## Directions for this task
Reproduce all records word for word.

## Excerpted data
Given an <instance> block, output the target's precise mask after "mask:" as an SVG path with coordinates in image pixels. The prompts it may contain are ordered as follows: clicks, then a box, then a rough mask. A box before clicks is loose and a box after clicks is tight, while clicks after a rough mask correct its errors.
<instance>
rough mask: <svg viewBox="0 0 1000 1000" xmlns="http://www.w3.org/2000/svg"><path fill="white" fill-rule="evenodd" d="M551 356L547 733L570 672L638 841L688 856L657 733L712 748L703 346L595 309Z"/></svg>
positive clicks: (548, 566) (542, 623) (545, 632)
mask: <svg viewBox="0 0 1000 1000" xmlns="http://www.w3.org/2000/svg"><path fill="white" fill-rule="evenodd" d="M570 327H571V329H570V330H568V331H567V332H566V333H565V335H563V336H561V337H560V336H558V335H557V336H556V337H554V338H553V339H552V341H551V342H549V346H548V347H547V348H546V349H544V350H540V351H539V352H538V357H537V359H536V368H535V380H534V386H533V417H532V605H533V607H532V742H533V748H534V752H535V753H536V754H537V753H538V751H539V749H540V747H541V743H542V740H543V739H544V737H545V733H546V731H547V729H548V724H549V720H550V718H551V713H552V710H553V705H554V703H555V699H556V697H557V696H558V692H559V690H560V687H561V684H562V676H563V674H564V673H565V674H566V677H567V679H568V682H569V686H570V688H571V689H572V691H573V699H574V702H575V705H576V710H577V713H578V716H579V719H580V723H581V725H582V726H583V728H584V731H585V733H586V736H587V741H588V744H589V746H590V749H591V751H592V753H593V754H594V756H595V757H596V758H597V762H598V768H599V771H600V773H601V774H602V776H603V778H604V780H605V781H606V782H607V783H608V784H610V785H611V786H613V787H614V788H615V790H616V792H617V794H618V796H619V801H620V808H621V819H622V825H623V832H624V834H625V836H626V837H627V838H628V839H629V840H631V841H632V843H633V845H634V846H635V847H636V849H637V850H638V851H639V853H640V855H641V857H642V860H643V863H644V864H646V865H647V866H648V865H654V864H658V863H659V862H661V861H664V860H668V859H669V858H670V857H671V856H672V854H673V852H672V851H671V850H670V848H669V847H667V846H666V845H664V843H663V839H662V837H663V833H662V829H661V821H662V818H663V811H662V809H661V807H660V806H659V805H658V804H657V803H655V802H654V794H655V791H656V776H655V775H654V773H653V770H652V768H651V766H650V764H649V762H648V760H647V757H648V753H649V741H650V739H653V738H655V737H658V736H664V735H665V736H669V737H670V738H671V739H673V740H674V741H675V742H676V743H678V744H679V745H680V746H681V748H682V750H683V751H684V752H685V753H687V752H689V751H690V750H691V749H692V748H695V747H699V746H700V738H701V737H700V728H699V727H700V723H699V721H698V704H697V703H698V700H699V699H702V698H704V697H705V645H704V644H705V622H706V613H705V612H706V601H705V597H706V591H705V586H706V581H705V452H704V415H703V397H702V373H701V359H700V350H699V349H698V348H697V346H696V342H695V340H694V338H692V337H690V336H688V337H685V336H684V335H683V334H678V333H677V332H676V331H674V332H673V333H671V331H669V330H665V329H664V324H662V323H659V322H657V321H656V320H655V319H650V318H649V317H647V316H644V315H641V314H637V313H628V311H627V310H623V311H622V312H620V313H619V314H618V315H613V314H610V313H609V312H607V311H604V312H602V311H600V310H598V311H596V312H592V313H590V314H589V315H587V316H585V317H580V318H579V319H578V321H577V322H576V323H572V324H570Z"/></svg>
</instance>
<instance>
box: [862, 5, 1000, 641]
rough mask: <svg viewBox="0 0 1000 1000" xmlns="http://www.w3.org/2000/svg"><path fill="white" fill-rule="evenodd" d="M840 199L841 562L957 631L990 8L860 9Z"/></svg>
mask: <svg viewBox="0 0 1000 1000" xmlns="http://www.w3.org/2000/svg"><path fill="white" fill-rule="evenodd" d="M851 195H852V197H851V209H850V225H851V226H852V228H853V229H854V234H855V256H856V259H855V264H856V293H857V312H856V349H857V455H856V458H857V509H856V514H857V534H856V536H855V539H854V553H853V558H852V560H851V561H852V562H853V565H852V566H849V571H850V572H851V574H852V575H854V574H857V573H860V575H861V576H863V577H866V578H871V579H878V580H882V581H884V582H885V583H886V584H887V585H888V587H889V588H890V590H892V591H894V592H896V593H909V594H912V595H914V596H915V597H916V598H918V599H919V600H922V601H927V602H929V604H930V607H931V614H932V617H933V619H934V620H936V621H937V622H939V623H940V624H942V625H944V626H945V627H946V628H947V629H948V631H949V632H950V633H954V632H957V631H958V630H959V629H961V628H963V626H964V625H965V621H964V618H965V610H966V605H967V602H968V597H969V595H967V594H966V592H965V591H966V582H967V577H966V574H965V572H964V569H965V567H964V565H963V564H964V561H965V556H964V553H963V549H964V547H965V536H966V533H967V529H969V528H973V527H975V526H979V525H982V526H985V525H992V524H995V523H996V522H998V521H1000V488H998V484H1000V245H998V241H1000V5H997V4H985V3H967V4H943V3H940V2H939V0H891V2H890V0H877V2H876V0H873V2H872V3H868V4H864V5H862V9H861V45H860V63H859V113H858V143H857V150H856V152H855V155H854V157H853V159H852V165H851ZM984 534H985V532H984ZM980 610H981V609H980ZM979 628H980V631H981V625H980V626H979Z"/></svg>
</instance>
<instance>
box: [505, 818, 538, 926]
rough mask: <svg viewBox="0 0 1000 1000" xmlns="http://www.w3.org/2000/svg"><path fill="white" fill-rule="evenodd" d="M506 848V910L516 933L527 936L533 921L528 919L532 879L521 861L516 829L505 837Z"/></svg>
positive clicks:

## Written reply
Given an <instance> block, output the target's precise mask after "mask:" as an SVG path with coordinates in image pixels. The prompts it may contain are ordered as follows: clicks, then a box, then a rough mask. A box before clicks is loose and a box after clicks is tight, while clicks after a rough mask correct its errors.
<instance>
rough mask: <svg viewBox="0 0 1000 1000" xmlns="http://www.w3.org/2000/svg"><path fill="white" fill-rule="evenodd" d="M551 356L547 733L570 672L638 841L688 856L657 733L712 748L703 346L595 309Z"/></svg>
positive clicks: (548, 566) (542, 623) (545, 632)
mask: <svg viewBox="0 0 1000 1000" xmlns="http://www.w3.org/2000/svg"><path fill="white" fill-rule="evenodd" d="M570 327H571V329H570V330H568V331H567V332H566V333H565V335H563V336H561V337H560V336H558V335H557V336H556V337H554V338H553V339H552V341H551V342H549V346H548V347H547V348H546V349H544V350H540V351H539V352H538V357H537V359H536V368H535V380H534V386H533V417H532V605H533V607H532V742H533V748H534V752H535V753H536V754H537V753H538V751H539V749H540V747H541V743H542V740H543V739H544V737H545V733H546V731H547V729H548V724H549V720H550V718H551V713H552V710H553V705H554V703H555V699H556V697H557V696H558V692H559V690H560V687H561V684H562V676H563V674H564V673H565V674H566V677H567V679H568V682H569V686H570V688H571V689H572V691H573V699H574V702H575V705H576V710H577V713H578V716H579V719H580V723H581V725H582V726H583V728H584V731H585V733H586V736H587V741H588V744H589V746H590V749H591V751H592V753H593V754H594V756H595V757H596V758H597V762H598V768H599V771H600V773H601V774H602V776H603V778H604V780H605V781H606V782H607V783H608V784H610V785H611V786H613V787H614V788H615V790H616V792H617V794H618V796H619V801H620V808H621V819H622V825H623V832H624V834H625V836H626V837H627V838H628V839H629V840H631V841H632V843H633V845H634V846H635V847H636V849H637V850H638V851H639V853H640V855H641V857H642V860H643V863H644V864H646V865H647V866H648V865H654V864H658V863H659V862H661V861H664V860H668V859H669V858H670V857H671V856H672V854H673V852H672V851H671V850H670V848H669V847H667V846H666V845H664V843H663V839H662V837H663V833H662V829H661V821H662V818H663V811H662V809H661V807H660V806H659V805H658V804H657V803H655V802H654V794H655V791H656V776H655V775H654V773H653V770H652V768H651V766H650V764H649V762H648V760H647V757H648V753H649V741H650V739H653V738H655V737H658V736H664V735H665V736H669V737H670V738H671V739H673V740H674V741H675V742H676V743H678V744H679V745H680V746H681V748H682V750H683V751H684V752H685V753H687V752H689V751H690V750H691V749H692V748H695V747H699V746H700V738H701V737H700V728H699V727H700V723H699V721H698V704H697V703H698V700H699V699H702V698H704V697H705V645H704V644H705V622H706V613H705V612H706V601H705V597H706V591H705V586H706V581H705V452H704V415H703V397H702V373H701V359H700V350H699V349H698V348H697V346H696V342H695V340H694V338H692V337H690V336H688V337H685V336H684V335H683V334H678V333H677V332H676V331H674V332H673V333H671V331H669V330H665V329H664V324H662V323H659V322H657V321H656V320H655V319H650V318H649V317H647V316H644V315H641V314H637V313H628V311H627V310H623V311H622V312H620V313H619V314H618V315H613V314H610V313H609V312H607V311H604V312H602V311H600V310H598V311H596V312H592V313H590V314H589V315H587V316H585V317H580V318H579V319H578V321H577V322H576V323H572V324H570Z"/></svg>
</instance>
<instance>
box: [862, 5, 1000, 641]
rough mask: <svg viewBox="0 0 1000 1000" xmlns="http://www.w3.org/2000/svg"><path fill="white" fill-rule="evenodd" d="M840 199L841 562L957 631L990 8L860 9Z"/></svg>
mask: <svg viewBox="0 0 1000 1000" xmlns="http://www.w3.org/2000/svg"><path fill="white" fill-rule="evenodd" d="M851 195H852V197H851V209H850V225H851V226H852V228H853V229H854V234H855V256H856V259H855V264H856V293H857V312H856V349H857V455H856V458H857V509H856V514H857V534H856V536H855V539H854V553H853V558H852V560H851V561H852V562H853V565H852V566H849V571H850V572H851V574H852V575H854V574H857V573H860V575H861V576H863V577H866V578H871V579H878V580H882V581H884V582H885V583H886V584H887V585H888V587H889V588H890V590H892V591H894V592H896V593H909V594H912V595H914V596H915V597H916V598H918V599H919V600H922V601H927V602H929V604H930V607H931V614H932V617H933V619H934V620H936V621H937V622H939V623H940V624H942V625H944V626H945V627H946V628H947V629H948V631H949V632H950V633H954V632H957V631H958V630H959V629H961V628H963V626H964V625H965V621H964V618H965V610H966V605H967V602H968V597H969V595H967V594H966V592H965V591H966V582H967V577H966V574H965V572H964V569H965V567H964V565H963V564H964V561H965V556H964V553H963V549H964V547H965V536H966V533H967V529H969V528H973V527H975V526H979V525H982V526H985V525H992V524H995V523H996V522H998V521H1000V488H998V484H1000V245H998V241H1000V5H997V4H985V3H967V4H943V3H940V2H939V0H891V2H890V0H877V2H876V0H873V2H872V3H868V4H864V5H862V9H861V45H860V63H859V113H858V143H857V150H856V152H855V155H854V157H853V159H852V165H851ZM984 534H985V532H984ZM980 610H981V609H980ZM979 628H980V631H981V625H980V626H979Z"/></svg>
</instance>
<instance>
box: [505, 818, 538, 926]
rough mask: <svg viewBox="0 0 1000 1000" xmlns="http://www.w3.org/2000/svg"><path fill="white" fill-rule="evenodd" d="M506 848V910L516 933L527 936L533 921L528 919L532 879L521 861L516 829L505 837Z"/></svg>
positive clicks:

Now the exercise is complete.